Aim of the task: Pick out each line in the items below that contains the word "plate", and copy those lines.

>> Start

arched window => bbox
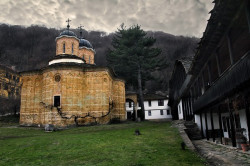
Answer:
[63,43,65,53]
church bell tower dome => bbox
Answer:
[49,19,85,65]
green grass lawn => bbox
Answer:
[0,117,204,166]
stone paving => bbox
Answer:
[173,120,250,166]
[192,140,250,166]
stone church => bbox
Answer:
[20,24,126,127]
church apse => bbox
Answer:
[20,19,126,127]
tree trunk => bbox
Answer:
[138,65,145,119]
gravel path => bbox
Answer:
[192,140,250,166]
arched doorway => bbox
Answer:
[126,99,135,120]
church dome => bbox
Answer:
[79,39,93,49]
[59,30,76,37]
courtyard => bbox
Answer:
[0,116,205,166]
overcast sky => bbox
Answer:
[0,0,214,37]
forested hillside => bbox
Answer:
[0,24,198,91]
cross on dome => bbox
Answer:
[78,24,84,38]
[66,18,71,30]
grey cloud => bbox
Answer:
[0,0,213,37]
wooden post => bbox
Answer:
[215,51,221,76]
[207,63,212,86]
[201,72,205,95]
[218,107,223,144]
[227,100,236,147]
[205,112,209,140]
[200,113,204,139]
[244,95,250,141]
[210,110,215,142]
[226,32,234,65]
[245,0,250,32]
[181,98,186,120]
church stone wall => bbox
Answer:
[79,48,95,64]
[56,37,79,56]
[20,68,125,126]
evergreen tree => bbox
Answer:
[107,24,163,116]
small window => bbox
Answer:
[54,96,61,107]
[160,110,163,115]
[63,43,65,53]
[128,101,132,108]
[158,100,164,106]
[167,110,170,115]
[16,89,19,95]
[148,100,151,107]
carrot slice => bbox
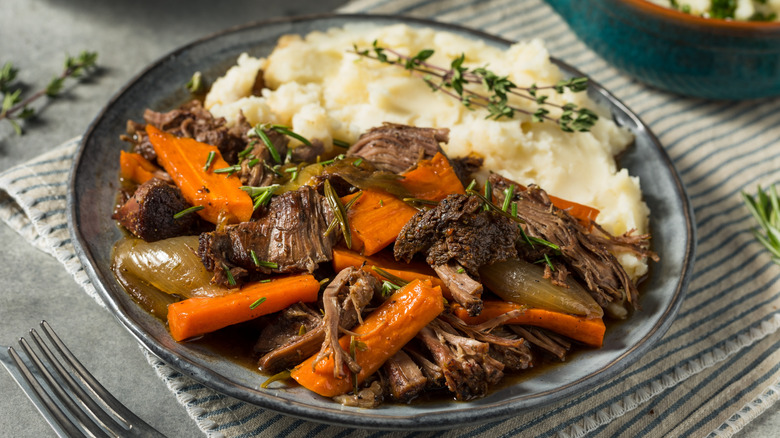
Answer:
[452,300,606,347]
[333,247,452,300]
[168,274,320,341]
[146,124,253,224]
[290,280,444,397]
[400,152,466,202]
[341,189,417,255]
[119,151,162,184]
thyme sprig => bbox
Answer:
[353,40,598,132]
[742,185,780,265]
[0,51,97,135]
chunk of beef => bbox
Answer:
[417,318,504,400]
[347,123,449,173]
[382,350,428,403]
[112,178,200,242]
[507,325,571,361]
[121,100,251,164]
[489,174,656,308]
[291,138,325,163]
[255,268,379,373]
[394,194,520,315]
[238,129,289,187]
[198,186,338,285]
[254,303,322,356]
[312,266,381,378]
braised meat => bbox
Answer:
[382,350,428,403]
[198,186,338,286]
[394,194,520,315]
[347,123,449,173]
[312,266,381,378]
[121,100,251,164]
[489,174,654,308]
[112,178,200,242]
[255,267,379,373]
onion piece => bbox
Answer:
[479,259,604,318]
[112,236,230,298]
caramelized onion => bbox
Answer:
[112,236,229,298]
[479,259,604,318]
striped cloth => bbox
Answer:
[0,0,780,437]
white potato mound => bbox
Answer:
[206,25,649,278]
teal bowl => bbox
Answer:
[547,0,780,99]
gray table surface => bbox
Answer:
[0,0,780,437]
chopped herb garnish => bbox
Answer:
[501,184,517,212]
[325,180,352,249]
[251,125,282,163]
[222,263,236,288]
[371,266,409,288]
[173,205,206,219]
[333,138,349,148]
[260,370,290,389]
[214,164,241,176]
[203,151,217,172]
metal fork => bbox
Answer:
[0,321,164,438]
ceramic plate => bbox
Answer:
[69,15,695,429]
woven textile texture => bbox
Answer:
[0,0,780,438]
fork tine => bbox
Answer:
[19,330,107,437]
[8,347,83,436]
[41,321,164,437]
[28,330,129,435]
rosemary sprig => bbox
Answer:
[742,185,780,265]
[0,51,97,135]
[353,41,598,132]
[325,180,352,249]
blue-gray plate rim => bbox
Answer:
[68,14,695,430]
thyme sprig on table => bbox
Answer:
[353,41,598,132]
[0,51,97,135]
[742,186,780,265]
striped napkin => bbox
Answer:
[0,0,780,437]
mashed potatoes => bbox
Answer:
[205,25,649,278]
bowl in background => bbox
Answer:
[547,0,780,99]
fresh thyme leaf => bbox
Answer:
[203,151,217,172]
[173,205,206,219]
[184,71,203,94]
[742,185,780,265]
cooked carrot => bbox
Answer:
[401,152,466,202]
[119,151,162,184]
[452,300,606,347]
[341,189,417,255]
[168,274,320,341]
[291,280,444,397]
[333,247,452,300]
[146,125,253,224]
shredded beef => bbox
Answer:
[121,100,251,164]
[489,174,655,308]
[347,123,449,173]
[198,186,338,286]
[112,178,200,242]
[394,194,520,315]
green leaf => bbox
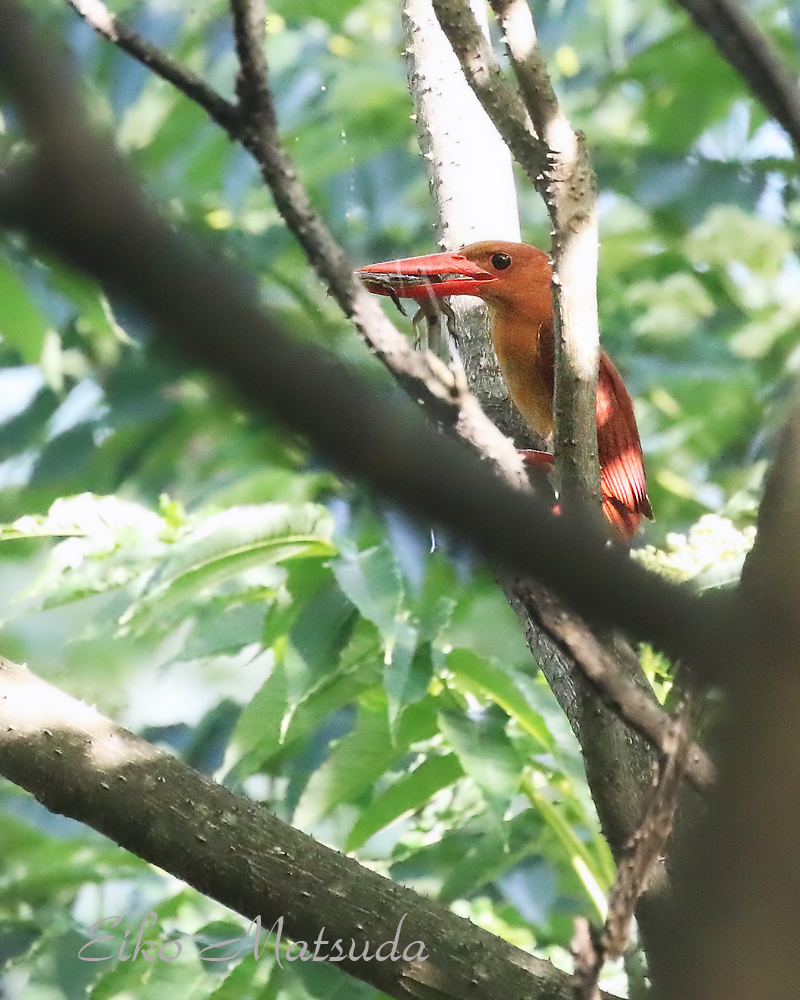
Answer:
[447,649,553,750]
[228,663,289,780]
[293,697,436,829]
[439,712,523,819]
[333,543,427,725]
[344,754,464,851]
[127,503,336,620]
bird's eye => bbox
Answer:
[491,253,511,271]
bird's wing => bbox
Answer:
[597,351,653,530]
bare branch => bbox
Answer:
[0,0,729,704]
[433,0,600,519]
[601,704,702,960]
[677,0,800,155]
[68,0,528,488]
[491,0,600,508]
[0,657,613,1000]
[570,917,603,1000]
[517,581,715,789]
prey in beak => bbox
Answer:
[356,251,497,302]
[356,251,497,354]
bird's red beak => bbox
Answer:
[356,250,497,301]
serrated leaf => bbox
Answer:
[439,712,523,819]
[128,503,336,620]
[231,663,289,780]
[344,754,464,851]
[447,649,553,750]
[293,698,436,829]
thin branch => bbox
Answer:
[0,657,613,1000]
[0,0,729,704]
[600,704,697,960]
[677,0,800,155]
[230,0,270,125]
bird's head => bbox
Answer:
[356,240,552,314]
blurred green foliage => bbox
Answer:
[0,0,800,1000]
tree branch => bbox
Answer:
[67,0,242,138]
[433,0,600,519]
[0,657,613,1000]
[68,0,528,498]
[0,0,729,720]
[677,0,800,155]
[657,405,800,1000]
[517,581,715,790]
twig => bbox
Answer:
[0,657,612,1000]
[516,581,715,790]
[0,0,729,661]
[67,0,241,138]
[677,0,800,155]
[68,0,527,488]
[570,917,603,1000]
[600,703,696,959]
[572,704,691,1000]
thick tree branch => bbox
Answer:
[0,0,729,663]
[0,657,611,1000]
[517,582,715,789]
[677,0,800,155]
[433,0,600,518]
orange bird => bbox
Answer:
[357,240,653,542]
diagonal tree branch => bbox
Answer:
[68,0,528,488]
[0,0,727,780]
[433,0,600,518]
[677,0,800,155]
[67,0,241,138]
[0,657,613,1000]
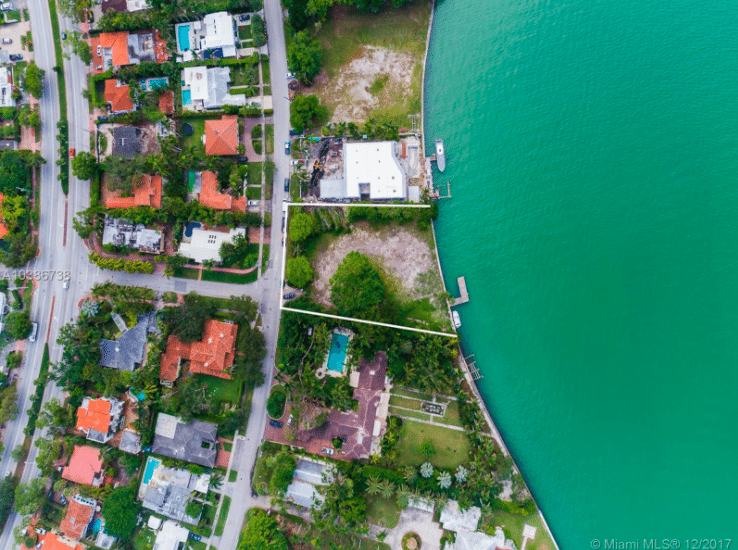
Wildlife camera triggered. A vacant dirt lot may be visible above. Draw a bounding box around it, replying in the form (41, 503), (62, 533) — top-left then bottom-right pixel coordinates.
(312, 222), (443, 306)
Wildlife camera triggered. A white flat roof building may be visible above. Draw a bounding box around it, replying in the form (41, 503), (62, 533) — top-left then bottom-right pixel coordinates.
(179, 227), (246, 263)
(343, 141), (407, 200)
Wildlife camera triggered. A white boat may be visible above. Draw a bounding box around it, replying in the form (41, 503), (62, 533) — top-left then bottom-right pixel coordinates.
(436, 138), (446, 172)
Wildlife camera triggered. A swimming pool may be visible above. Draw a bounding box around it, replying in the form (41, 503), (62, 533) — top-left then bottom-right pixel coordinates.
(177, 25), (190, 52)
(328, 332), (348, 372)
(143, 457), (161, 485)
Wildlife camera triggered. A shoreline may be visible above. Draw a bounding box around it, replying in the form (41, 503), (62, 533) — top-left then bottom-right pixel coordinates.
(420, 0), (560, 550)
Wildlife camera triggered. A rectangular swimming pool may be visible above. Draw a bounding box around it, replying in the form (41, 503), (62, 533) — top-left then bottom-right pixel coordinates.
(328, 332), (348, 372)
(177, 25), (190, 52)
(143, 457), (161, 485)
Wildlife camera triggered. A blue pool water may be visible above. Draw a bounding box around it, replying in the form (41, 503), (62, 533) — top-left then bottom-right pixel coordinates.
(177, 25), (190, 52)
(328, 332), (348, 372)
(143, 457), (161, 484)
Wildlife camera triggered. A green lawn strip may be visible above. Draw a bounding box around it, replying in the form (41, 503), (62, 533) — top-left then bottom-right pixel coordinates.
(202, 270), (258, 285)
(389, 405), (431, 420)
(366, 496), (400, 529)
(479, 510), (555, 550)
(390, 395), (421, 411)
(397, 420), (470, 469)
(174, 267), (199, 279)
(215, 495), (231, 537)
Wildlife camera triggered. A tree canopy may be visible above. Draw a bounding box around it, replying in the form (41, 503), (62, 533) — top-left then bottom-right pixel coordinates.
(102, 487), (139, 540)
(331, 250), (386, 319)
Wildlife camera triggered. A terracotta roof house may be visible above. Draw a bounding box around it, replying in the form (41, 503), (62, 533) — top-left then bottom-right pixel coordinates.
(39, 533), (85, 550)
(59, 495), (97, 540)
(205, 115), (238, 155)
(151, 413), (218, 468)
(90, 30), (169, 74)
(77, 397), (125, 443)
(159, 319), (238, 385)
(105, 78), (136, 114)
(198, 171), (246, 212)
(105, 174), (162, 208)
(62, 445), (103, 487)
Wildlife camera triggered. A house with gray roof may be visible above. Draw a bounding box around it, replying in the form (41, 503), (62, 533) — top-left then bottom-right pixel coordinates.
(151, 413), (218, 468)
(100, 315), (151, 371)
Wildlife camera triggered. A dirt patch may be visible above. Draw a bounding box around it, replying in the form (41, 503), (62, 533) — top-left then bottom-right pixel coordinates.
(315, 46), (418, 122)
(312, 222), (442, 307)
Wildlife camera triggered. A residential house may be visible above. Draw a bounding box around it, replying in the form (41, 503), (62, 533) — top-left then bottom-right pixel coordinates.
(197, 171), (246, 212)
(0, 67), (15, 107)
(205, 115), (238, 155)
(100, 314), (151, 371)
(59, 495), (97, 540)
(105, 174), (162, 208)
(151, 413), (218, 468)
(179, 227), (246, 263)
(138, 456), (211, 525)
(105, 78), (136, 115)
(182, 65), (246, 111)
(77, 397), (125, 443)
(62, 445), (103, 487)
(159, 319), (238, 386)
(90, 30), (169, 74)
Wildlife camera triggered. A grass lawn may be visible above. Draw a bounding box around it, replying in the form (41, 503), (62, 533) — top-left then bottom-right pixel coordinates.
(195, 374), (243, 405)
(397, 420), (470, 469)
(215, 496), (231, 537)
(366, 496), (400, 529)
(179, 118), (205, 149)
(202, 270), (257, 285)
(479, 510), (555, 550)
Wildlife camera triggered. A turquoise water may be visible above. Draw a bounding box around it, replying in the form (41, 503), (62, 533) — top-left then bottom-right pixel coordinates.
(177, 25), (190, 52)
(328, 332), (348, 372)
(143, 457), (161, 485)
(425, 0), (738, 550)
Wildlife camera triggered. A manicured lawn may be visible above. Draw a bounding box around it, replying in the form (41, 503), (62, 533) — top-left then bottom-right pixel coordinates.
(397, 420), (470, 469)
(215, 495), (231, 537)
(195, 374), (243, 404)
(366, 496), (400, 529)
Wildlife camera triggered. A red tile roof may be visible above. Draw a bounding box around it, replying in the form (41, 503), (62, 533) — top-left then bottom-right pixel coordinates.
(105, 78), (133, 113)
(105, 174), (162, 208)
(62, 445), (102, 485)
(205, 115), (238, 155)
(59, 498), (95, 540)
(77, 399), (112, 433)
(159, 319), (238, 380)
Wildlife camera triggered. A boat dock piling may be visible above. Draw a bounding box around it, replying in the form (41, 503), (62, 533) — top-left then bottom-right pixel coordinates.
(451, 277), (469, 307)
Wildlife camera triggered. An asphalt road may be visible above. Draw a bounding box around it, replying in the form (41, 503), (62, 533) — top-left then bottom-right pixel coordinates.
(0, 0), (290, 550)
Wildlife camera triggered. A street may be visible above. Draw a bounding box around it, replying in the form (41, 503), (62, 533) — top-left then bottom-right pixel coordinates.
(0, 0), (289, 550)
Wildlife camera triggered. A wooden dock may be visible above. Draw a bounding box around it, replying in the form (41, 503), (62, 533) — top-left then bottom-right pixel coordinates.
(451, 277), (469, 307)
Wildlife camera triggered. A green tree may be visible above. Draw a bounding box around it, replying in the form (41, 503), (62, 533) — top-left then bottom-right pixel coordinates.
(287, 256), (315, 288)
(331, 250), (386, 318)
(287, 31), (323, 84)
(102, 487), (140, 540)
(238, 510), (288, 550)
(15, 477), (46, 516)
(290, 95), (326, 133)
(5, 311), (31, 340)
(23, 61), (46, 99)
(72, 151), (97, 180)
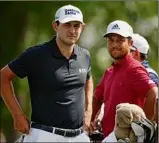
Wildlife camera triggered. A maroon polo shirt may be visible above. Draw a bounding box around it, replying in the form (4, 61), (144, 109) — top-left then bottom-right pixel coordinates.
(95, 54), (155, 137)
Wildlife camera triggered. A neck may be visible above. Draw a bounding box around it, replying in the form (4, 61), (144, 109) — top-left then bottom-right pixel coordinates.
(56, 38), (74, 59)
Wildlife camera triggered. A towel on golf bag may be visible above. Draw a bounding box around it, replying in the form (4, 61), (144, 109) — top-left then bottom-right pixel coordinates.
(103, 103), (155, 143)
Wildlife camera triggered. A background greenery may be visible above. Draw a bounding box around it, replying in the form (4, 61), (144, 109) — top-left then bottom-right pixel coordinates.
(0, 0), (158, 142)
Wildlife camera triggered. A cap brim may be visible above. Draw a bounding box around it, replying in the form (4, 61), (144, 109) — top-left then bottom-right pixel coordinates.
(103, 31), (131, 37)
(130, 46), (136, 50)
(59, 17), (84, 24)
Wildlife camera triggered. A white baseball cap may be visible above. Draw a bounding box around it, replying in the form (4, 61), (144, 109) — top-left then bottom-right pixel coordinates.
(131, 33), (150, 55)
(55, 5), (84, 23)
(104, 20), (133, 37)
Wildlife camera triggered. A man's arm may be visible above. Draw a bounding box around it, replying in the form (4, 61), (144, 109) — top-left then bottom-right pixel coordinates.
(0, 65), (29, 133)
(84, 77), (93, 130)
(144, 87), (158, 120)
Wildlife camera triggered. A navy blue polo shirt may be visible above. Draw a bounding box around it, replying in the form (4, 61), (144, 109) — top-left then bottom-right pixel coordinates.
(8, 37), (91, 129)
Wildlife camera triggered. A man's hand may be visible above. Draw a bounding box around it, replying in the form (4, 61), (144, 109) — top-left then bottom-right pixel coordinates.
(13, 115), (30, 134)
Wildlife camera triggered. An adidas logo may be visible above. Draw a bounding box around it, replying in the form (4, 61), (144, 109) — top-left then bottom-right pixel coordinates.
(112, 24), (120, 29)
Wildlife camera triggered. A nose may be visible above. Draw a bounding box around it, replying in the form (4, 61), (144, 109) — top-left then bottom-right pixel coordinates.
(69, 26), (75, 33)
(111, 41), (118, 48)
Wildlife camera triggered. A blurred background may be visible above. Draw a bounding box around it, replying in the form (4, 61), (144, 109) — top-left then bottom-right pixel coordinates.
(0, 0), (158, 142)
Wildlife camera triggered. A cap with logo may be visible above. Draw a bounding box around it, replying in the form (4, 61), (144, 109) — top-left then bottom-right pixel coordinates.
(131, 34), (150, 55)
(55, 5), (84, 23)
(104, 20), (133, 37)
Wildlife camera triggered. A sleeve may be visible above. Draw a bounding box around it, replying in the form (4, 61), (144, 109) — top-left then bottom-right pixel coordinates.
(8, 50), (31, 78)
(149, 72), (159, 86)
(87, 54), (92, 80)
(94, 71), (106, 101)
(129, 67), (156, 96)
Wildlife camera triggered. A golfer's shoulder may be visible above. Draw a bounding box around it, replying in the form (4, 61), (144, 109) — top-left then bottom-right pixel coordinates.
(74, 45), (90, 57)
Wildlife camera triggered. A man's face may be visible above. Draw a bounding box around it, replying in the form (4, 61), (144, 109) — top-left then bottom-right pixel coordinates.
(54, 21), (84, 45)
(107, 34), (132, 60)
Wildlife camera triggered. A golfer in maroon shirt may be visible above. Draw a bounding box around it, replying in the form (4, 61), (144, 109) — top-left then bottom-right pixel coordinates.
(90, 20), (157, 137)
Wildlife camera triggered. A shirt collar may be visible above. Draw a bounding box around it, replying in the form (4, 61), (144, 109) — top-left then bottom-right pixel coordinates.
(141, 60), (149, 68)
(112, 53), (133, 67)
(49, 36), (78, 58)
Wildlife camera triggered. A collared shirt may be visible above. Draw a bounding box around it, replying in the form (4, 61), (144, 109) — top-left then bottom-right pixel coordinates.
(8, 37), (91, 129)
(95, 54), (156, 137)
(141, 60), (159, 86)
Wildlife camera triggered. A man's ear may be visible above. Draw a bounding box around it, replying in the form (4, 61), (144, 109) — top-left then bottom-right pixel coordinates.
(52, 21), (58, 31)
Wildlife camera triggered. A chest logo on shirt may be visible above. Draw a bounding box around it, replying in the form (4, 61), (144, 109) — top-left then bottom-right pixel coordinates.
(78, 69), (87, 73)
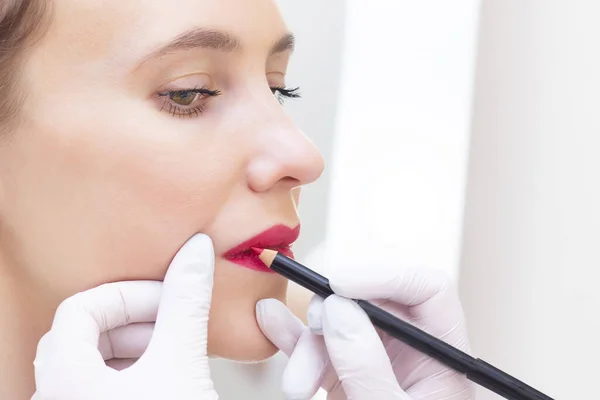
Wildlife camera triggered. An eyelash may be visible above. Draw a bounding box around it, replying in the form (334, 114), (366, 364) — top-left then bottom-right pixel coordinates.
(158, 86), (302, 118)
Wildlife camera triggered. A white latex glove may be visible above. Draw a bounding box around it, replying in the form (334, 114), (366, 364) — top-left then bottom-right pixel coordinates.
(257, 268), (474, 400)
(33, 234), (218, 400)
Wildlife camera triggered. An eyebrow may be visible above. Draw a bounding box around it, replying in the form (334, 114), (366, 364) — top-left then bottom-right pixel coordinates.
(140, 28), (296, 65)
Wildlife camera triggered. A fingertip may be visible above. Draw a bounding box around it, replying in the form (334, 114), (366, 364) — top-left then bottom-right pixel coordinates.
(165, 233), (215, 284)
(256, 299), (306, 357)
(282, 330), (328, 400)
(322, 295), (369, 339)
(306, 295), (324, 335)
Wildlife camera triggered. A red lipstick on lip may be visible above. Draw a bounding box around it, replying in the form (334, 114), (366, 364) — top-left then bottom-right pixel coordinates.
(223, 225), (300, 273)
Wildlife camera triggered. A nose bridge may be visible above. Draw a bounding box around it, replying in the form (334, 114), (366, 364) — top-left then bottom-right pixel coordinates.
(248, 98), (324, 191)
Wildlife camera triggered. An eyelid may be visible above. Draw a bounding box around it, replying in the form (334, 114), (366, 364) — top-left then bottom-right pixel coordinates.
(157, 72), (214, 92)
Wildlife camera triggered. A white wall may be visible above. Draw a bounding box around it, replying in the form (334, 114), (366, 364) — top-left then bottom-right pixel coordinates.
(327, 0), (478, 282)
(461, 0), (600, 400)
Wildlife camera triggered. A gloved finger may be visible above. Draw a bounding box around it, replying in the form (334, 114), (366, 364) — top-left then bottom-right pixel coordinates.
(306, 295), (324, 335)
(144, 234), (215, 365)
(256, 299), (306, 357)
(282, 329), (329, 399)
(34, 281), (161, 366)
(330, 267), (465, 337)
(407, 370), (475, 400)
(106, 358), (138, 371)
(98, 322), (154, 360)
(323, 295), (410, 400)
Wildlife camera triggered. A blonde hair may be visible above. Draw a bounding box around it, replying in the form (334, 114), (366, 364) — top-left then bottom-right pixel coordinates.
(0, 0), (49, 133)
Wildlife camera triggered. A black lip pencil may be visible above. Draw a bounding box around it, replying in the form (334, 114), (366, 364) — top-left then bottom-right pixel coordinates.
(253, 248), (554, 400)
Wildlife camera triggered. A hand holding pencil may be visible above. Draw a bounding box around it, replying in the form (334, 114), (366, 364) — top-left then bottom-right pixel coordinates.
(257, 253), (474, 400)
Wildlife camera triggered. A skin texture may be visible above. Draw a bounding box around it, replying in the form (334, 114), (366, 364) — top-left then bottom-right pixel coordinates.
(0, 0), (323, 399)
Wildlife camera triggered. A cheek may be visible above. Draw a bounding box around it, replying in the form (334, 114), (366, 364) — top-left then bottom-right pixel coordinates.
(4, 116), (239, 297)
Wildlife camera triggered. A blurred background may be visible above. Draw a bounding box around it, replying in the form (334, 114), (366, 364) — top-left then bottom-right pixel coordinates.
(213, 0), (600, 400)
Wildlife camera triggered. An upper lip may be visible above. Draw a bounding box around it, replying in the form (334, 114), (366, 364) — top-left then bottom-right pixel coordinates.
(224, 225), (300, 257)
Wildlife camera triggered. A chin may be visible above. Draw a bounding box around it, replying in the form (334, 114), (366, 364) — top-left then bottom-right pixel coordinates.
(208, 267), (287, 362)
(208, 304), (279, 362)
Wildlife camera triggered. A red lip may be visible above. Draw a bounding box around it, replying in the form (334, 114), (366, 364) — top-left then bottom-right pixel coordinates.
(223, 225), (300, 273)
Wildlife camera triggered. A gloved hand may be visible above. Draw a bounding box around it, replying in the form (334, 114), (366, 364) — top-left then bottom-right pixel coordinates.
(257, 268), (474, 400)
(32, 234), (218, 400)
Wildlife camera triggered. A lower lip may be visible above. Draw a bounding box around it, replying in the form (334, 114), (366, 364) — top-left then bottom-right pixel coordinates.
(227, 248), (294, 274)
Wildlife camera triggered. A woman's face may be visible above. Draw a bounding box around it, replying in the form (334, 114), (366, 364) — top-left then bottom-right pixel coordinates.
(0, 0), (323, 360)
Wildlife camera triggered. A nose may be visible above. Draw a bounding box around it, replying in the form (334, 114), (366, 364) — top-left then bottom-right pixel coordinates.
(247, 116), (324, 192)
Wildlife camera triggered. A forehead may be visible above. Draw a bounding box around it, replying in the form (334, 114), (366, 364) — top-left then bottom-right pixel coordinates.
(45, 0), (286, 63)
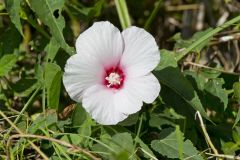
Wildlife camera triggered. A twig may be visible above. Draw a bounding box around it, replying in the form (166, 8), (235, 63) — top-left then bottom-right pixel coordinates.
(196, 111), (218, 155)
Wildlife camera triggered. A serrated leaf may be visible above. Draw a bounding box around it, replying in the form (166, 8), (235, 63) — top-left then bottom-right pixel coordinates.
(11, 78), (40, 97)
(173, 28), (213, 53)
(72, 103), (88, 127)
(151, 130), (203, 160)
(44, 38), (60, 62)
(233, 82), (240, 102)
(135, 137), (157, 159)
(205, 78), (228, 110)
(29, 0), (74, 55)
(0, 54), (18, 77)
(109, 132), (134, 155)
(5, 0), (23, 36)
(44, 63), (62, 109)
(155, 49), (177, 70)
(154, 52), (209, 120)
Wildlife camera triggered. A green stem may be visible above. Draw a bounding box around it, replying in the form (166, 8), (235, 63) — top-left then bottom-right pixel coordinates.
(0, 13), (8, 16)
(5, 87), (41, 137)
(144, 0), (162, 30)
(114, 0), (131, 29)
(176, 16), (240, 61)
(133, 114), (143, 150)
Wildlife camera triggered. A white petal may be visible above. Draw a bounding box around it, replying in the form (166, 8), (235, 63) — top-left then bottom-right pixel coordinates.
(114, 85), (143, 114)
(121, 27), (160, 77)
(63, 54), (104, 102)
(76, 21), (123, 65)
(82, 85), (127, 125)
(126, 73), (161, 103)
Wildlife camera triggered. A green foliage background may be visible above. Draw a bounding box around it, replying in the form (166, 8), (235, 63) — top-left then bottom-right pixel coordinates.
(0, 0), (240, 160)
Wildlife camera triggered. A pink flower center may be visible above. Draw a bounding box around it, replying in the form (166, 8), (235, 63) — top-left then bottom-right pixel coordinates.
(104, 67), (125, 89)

>> End

Answer:
ceramic plate => bbox
blue-gray plate rim => bbox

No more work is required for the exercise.